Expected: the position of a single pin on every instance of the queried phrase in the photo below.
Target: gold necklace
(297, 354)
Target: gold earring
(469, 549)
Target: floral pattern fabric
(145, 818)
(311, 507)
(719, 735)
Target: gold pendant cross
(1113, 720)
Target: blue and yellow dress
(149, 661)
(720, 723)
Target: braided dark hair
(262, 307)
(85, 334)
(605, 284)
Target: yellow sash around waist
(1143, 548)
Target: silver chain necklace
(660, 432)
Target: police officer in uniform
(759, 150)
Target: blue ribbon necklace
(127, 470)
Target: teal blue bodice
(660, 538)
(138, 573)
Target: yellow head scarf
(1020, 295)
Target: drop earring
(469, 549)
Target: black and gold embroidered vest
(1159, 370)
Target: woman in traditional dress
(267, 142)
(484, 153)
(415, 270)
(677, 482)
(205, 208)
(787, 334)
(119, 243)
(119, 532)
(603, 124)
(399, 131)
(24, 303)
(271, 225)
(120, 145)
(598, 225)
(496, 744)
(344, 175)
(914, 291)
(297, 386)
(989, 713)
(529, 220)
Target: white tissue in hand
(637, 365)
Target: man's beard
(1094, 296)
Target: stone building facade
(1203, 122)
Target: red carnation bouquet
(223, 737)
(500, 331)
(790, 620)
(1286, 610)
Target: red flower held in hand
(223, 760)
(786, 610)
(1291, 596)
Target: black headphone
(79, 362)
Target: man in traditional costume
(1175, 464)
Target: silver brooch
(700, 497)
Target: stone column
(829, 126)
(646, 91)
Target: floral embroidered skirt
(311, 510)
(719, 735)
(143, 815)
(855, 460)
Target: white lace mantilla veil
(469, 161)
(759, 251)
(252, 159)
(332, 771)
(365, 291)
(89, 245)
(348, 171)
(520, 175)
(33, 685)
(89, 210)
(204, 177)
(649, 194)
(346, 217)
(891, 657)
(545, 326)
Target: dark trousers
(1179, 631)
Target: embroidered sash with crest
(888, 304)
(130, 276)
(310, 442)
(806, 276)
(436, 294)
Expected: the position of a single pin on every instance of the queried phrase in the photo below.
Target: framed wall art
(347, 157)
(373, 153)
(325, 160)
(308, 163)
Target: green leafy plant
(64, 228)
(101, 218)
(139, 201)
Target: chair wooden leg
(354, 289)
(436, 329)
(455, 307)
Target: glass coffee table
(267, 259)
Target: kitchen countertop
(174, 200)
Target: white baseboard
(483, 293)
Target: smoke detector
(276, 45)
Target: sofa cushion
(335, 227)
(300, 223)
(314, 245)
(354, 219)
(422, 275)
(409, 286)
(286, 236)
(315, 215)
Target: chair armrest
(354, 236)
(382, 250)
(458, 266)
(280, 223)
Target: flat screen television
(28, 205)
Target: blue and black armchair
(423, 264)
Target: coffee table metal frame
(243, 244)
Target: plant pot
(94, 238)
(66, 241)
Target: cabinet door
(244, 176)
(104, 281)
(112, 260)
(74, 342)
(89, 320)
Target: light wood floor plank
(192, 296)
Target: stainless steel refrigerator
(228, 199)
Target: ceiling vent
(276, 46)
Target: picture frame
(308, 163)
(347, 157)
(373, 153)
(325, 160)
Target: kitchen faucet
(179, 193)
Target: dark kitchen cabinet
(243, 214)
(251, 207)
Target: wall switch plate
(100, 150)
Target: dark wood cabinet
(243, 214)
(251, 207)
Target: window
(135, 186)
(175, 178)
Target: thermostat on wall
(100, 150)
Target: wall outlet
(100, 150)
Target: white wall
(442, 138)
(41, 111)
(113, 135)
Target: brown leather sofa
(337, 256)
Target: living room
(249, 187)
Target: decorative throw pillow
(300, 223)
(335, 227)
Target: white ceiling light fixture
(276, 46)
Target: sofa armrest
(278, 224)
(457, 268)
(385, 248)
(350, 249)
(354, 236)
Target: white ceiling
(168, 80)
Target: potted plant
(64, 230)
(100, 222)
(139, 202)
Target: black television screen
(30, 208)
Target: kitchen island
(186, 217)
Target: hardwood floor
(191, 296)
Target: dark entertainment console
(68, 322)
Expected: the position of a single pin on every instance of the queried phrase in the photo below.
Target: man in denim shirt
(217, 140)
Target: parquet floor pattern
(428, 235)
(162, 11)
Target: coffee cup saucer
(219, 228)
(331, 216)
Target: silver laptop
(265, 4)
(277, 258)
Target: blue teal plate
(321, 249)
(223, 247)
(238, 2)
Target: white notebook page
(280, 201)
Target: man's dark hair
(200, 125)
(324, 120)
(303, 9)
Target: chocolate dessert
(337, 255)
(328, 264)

+ + + + +

Your answer should be the whole listing above, repeated exactly as it appears.

Task response
Expected: the position of a single pin on every instance of the queried phrase in the photo below.
Target: gold necklace
(297, 354)
Target: gold earring
(469, 549)
Target: floral pattern fabric
(145, 818)
(311, 507)
(719, 735)
Target: gold pendant cross
(1113, 720)
Target: blue and yellow dress
(149, 661)
(720, 723)
Target: braided dark hair
(262, 307)
(85, 334)
(605, 284)
Target: yellow sash around waist
(1143, 548)
Target: silver chain necklace
(660, 432)
Target: police officer in uniform
(759, 150)
Target: blue ribbon necklace
(127, 470)
Target: teal blue bodice
(660, 538)
(138, 573)
Target: yellow head scarf
(1020, 295)
Target: drop earring
(469, 549)
Target: black and gold embroidered vest
(1159, 370)
Target: woman in traditional dress
(267, 142)
(484, 153)
(415, 270)
(677, 482)
(205, 208)
(787, 334)
(119, 243)
(119, 532)
(603, 124)
(399, 131)
(24, 303)
(271, 225)
(120, 145)
(598, 225)
(496, 744)
(344, 175)
(914, 291)
(297, 386)
(989, 713)
(529, 220)
Target: white tissue in hand
(637, 365)
Target: man's beard
(1094, 296)
Target: stone building facade
(1203, 122)
Target: red carnation bouquet
(223, 737)
(500, 331)
(790, 620)
(1286, 610)
Target: red flower held in hand
(223, 760)
(786, 610)
(1291, 596)
Target: black headphone
(79, 362)
Target: man in traditional costume
(1175, 464)
Target: silver brooch
(700, 497)
Target: stone column
(829, 126)
(646, 91)
Target: floral embroidered skirt
(311, 510)
(719, 735)
(143, 815)
(855, 460)
Target: white lace mantilla veil
(469, 161)
(759, 251)
(252, 159)
(332, 771)
(365, 291)
(89, 245)
(348, 171)
(520, 175)
(33, 685)
(89, 210)
(204, 177)
(649, 194)
(346, 217)
(891, 657)
(545, 326)
Target: dark trousers
(1179, 631)
Target: embroidered sash with crest
(888, 304)
(130, 276)
(310, 442)
(806, 276)
(436, 294)
Expected: the position of a single pin on every instance of the queried phrase in the photo below.
Target: framed wall art
(347, 157)
(373, 153)
(325, 160)
(308, 163)
Target: green leafy plant
(64, 228)
(101, 218)
(139, 201)
Target: chair wooden leg
(354, 289)
(436, 329)
(455, 307)
Target: glass coffee table
(267, 259)
Target: kitchen countertop
(174, 200)
Target: white baseboard
(483, 293)
Target: smoke detector
(276, 45)
Target: sofa cushion
(335, 227)
(300, 223)
(314, 245)
(354, 219)
(422, 275)
(409, 286)
(286, 236)
(315, 215)
Target: chair armrest
(354, 236)
(382, 250)
(458, 266)
(280, 223)
Target: flat screen television
(28, 205)
Target: blue and black armchair
(423, 264)
Target: coffee table metal frame
(243, 244)
Target: plant pot
(94, 238)
(66, 241)
Target: cabinet door
(244, 176)
(104, 281)
(112, 260)
(74, 342)
(89, 320)
Target: light wood floor plank
(192, 296)
Target: stainless steel refrigerator
(228, 199)
Target: ceiling vent
(276, 46)
Target: picture frame
(308, 163)
(347, 157)
(373, 153)
(325, 160)
Target: kitchen faucet
(179, 193)
Target: dark kitchen cabinet
(243, 214)
(251, 207)
Target: wall switch plate
(100, 150)
Target: dark wood cabinet
(243, 214)
(251, 207)
Target: window
(135, 186)
(175, 178)
Target: thermostat on wall
(100, 150)
Target: wall outlet
(100, 150)
Target: white wall
(442, 138)
(41, 111)
(113, 135)
Target: brown leather sofa
(337, 256)
Target: living room
(249, 187)
Target: decorative throw pillow
(300, 223)
(335, 227)
Target: white ceiling light fixture
(276, 46)
Target: sofa armrest
(278, 224)
(457, 268)
(385, 248)
(350, 249)
(354, 236)
Target: white ceiling
(168, 80)
Target: potted plant
(64, 230)
(100, 222)
(139, 202)
Target: black television screen
(30, 208)
Target: kitchen island
(186, 217)
Target: hardwood floor
(191, 296)
Target: dark entertainment console
(68, 322)
Expected: the position of a single pin on every instance of the queried phrase in the photo below.
Target: man in denim shirt
(217, 140)
Target: parquet floor pattern
(428, 235)
(162, 11)
Target: coffee cup saucer
(219, 228)
(331, 216)
Target: silver laptop
(265, 4)
(277, 258)
Target: blue teal plate
(321, 249)
(223, 247)
(238, 2)
Target: white notebook page
(280, 201)
Target: man's dark hair
(200, 125)
(324, 120)
(303, 9)
Target: chocolate dessert
(337, 255)
(328, 264)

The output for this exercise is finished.